▶ [WORK INSTRUCTIONS]: Every record that follows should be printed verbatim.

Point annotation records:
----------

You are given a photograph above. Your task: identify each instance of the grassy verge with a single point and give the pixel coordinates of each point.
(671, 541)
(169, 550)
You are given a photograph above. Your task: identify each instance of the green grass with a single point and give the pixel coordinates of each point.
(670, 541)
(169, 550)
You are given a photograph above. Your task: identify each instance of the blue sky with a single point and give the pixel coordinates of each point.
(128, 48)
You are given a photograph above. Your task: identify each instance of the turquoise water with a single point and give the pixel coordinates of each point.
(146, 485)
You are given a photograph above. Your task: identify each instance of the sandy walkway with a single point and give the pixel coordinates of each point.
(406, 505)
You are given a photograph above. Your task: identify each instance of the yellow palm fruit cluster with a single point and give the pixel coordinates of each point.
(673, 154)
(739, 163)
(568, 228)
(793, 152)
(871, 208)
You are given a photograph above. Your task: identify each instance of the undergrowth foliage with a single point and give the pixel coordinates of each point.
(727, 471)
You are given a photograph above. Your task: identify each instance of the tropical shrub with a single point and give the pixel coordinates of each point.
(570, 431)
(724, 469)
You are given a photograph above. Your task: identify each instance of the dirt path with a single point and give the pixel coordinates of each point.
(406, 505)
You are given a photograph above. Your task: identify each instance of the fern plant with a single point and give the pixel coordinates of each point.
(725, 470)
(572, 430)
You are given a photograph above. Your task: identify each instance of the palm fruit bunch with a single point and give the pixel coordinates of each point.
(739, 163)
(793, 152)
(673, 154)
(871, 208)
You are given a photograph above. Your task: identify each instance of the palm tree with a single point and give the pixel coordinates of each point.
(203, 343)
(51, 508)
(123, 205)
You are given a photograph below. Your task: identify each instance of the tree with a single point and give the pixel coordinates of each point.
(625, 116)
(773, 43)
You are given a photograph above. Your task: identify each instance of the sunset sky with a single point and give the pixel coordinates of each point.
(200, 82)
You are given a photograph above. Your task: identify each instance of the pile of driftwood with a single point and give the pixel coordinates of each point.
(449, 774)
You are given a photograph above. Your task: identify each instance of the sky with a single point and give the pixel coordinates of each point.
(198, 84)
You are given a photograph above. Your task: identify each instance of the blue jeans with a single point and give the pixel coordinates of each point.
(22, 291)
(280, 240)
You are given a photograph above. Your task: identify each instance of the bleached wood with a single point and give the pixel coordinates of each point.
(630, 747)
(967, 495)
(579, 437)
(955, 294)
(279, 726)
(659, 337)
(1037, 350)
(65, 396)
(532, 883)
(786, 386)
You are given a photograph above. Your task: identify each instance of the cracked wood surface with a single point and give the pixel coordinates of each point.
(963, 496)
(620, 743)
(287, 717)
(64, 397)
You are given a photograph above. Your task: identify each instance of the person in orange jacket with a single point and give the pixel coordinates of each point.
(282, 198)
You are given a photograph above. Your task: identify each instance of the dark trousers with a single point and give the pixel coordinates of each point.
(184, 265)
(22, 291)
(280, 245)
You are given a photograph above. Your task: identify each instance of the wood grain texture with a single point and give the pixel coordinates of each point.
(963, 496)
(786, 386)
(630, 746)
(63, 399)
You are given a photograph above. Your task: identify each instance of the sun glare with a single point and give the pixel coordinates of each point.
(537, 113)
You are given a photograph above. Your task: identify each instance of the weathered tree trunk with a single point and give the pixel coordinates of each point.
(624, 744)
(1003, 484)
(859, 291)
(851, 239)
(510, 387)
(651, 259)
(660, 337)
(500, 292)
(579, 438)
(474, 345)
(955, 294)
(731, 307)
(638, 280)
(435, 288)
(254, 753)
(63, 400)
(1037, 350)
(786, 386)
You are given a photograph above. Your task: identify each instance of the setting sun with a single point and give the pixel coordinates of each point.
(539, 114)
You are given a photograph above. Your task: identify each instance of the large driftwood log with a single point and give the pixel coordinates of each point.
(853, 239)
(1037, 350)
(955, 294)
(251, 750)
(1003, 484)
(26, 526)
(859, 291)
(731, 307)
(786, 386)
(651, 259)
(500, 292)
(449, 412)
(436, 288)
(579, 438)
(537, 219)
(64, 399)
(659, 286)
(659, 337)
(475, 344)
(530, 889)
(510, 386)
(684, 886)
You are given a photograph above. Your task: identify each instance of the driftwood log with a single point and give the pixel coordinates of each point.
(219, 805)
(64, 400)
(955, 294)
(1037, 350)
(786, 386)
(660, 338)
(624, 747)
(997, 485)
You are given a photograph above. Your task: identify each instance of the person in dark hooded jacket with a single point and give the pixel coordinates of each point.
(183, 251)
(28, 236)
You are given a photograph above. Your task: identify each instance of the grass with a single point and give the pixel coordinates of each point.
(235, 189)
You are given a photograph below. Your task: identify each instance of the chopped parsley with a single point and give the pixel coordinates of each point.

----------

▶ [OUTPUT]:
You are given a photograph above. Your task: identify each instance of the grassy verge with a single point and give the pixel coordinates of each point.
(671, 541)
(169, 550)
You are given a photograph above. Your task: identify each instance of the green grass with a single point and give the pixel coordinates of each point.
(670, 541)
(169, 550)
You are given a photograph above. Your task: identify each instance of the blue sky with a single point and give the pixel coordinates of each point.
(128, 48)
You are given a photograph above. Your task: identify each instance of the turquoise water with a single point and give the pixel coordinates of each point.
(146, 485)
You are given a photograph above. Your task: identify each instance of the sandy walkway with a single point and give the pixel coordinates of each point.
(406, 505)
You are given a photograph above. Your task: identify each instance of the yellow palm fruit cluster with a single point and give the pixel coordinates of each point.
(673, 154)
(739, 163)
(568, 228)
(793, 152)
(871, 208)
You are given a photograph above. Your task: identify each instance of the undergrowth foliage with a single point and give the pixel coordinates of each point.
(727, 471)
You are given a photograph above. Your task: identify each instance of the tropical shrub with a single point and give the pixel coordinates of each point.
(570, 431)
(724, 469)
You are given a photograph above. Your task: identify each instance of the dirt path with a single point and give the pixel coordinates of each point.
(406, 505)
You are given a photograph above. Your task: identify each instance of the fern plant with a single point and give the pixel coordinates of each point.
(725, 470)
(572, 430)
You are given a photograph above. Your task: identify each instance of the palm fruit bunch with a single point and give the pixel coordinates of each point.
(739, 163)
(793, 152)
(673, 154)
(871, 208)
You are given a photograph above. Your task: identify each instance of the palm tree with a single point and give the pixel coordinates of each point.
(203, 343)
(51, 508)
(123, 205)
You are given a photograph below. Your task: identify each instance of the tree with a single point and give the pixel coordinates of each point.
(625, 116)
(773, 43)
You are given a photograph above. Your task: identify each instance of the sunset sky with a single point and give the pixel coordinates of each point.
(200, 82)
You are given a photograph above. Your task: identify each instance of the pile of driftwood with a single point and give the pixel coordinates of each point.
(449, 774)
You are given a photograph above. Your task: identify each instance of the sky with a single point and give the pixel coordinates of each point.
(198, 84)
You are given a photograph above. Your task: identify each instance of the blue jeans with a single point and give the pixel coordinates of each point.
(22, 291)
(280, 240)
You are given a photograph above. Your task: identify each instance of the bleached wood with a single point and give the pixel coordinates of each point.
(630, 747)
(967, 495)
(579, 437)
(955, 294)
(279, 726)
(659, 337)
(1037, 350)
(65, 396)
(532, 883)
(786, 386)
You are given a photograph above. Your task: identify each instance of the cracked wood surface with a single point and give the pixel coordinates of each point.
(963, 496)
(620, 743)
(287, 717)
(64, 397)
You are given a photograph above. Your task: identify each instance of the person in orange jacket with a single point and give the pixel coordinates of each point.
(282, 198)
You are given a photograph above. Your task: identify each instance of the dark trousers with a single point and give the pixel coordinates of each point.
(184, 265)
(22, 291)
(280, 245)
You are given a photograph above. Your task: identify each instance of the wood grain texture with a single point and give the pixel coordinates of each point.
(963, 496)
(786, 386)
(630, 746)
(63, 399)
You are given a photograph above. Your task: identify each instance of the sun glare with a single point and give the pixel coordinates of each point.
(537, 113)
You are given a photograph above. Your task: identify each instance of the weathered tree trunk with a single point and give the pixel coordinates of each point.
(624, 744)
(1003, 484)
(859, 291)
(851, 239)
(510, 387)
(651, 259)
(660, 337)
(500, 292)
(579, 438)
(474, 345)
(955, 294)
(731, 307)
(638, 280)
(435, 288)
(254, 753)
(63, 400)
(1037, 350)
(786, 386)
You are given a photograph above. Your task: identify each instance of the setting sun with a single point and give the pixel coordinates of each point.
(539, 114)
You are given a photograph above. Your task: identify each instance of the large driftwood log with a single point and give the pixel coordinates of each point.
(853, 239)
(1037, 350)
(955, 294)
(251, 750)
(1003, 484)
(26, 526)
(859, 291)
(731, 307)
(786, 386)
(651, 259)
(500, 292)
(449, 412)
(436, 288)
(579, 438)
(537, 219)
(64, 399)
(659, 286)
(659, 337)
(475, 344)
(530, 889)
(510, 386)
(684, 886)
You are given a photograph above. Your task: identify each instance of the driftwood log with a single point and give the pixel coordinates of each point.
(219, 805)
(64, 400)
(955, 294)
(1037, 350)
(786, 386)
(660, 338)
(624, 747)
(997, 485)
You are given a photograph above. Your task: identify each instance of the person in dark hooded jacket with a single point and give the pixel coordinates of each point.
(183, 251)
(28, 236)
You are given a photograph above. Your task: identify each instance of the grass with a single point and give the pixel coordinates of each point.
(235, 189)
You are given a photograph below. Your task: identify each instance of the chopped parsley with a single point and give the pixel coordinates of each point.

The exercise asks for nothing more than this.